◆ EXERCISE: Print out every record exactly as it appears.

[Records from a point labeling set]
-- -- --
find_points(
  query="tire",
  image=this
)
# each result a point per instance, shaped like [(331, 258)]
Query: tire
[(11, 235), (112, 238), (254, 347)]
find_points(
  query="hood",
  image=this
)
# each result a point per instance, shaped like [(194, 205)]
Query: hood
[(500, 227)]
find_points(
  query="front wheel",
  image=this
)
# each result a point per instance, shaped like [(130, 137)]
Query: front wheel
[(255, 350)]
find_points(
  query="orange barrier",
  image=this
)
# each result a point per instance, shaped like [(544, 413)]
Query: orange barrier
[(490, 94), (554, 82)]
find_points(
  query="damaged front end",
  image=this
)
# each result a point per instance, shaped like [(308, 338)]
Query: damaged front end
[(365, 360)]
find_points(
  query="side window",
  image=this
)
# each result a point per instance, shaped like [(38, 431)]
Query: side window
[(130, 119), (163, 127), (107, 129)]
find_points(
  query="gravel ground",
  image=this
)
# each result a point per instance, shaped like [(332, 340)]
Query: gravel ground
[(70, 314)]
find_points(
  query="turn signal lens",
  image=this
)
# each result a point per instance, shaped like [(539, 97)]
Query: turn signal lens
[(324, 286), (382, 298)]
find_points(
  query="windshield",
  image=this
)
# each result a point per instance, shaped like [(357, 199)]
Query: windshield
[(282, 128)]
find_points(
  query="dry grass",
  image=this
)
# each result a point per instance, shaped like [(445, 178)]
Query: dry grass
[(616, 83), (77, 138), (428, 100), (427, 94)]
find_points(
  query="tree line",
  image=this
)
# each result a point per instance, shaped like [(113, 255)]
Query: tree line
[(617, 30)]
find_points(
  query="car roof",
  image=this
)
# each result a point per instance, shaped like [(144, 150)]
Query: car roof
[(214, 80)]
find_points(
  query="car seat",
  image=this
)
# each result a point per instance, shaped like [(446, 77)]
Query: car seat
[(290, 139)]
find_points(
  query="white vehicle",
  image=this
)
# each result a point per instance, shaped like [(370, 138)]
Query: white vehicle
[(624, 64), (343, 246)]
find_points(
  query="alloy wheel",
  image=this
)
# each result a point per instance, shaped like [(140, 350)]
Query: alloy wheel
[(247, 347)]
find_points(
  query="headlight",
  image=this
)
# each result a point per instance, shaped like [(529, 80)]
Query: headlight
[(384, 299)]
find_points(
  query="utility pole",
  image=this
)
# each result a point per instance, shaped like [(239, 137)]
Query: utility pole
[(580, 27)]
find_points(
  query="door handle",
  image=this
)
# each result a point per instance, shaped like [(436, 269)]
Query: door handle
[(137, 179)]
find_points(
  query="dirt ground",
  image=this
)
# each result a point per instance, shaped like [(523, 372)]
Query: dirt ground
-- -- --
◆ COMPLETED TASK:
find_points(
  query="tire",
  image=this
)
# each result a point per instance, shaped like [(331, 258)]
Query: tire
[(11, 235), (112, 238), (254, 347)]
find_points(
  query="hood",
  image=this
)
# each result a point per instance, shaped like [(194, 205)]
Query: hood
[(500, 227)]
find_points(
  query="front wheel",
  image=this
)
# each result a point per instance, shaped like [(130, 137)]
Query: front wheel
[(255, 350)]
find_points(
  query="orange barrier",
  image=this
)
# each result a point per instance, shaped like [(544, 413)]
Query: orange barrier
[(490, 94), (554, 82)]
find_points(
  query="damaged front end",
  image=this
)
# each result a point per instance, shaped like [(308, 338)]
Query: damaged front end
[(365, 360)]
find_points(
  query="side window",
  image=this
)
# each result a point per instance, shaped like [(38, 431)]
Query: side window
[(130, 119), (163, 127), (107, 129)]
find_points(
  query="gravel ground",
  image=this
)
# each result a point per instance, shaped like [(332, 340)]
Query: gravel ground
[(70, 314)]
find_points(
  query="turn signal lens",
  image=this
)
# each result a point per instance, shaped like [(539, 97)]
Query: turn signal lens
[(324, 286), (382, 298)]
find_points(
  query="windshield",
  image=this
)
# each result a point per instance, shaped like [(357, 199)]
Query: windshield
[(282, 128)]
find_points(
  query="dry grass",
  image=this
)
# each result a point per instance, shaped like [(445, 178)]
Query: dry grass
[(616, 83), (77, 138), (428, 100), (427, 94)]
find_points(
  query="tree line",
  image=this
)
# each result a point per instance, shaped like [(113, 255)]
Query: tree line
[(617, 30)]
find_points(
  query="car roof",
  image=this
)
# each result a point per instance, shaped like [(144, 150)]
Query: car roof
[(214, 80)]
find_points(
  query="car seat",
  image=this
)
# each result a point per instance, shaped like [(446, 77)]
Query: car seat
[(290, 139)]
find_points(
  query="white vehicle",
  image=this
)
# each result a point per instance, shaped like [(370, 138)]
Query: white vehicle
[(624, 64), (343, 246)]
find_points(
  query="alloy wheel",
  image=this
)
# each result a point per instance, shaped like [(140, 350)]
Query: alloy wheel
[(247, 347)]
find_points(
  query="headlight",
  image=this
)
# each result a point per instance, shaped like [(529, 80)]
Query: headlight
[(384, 299)]
find_points(
  query="utility pole",
  image=this
)
# each result a point per instance, shaped like [(239, 137)]
Query: utility pole
[(580, 27)]
find_points(
  query="door handle",
  image=this
)
# each result a point per instance, shaped like [(436, 269)]
Query: door handle
[(137, 179)]
find_points(
  query="dirt ground",
  image=this
)
# each result a point per instance, shaped like [(523, 372)]
Query: dirt ground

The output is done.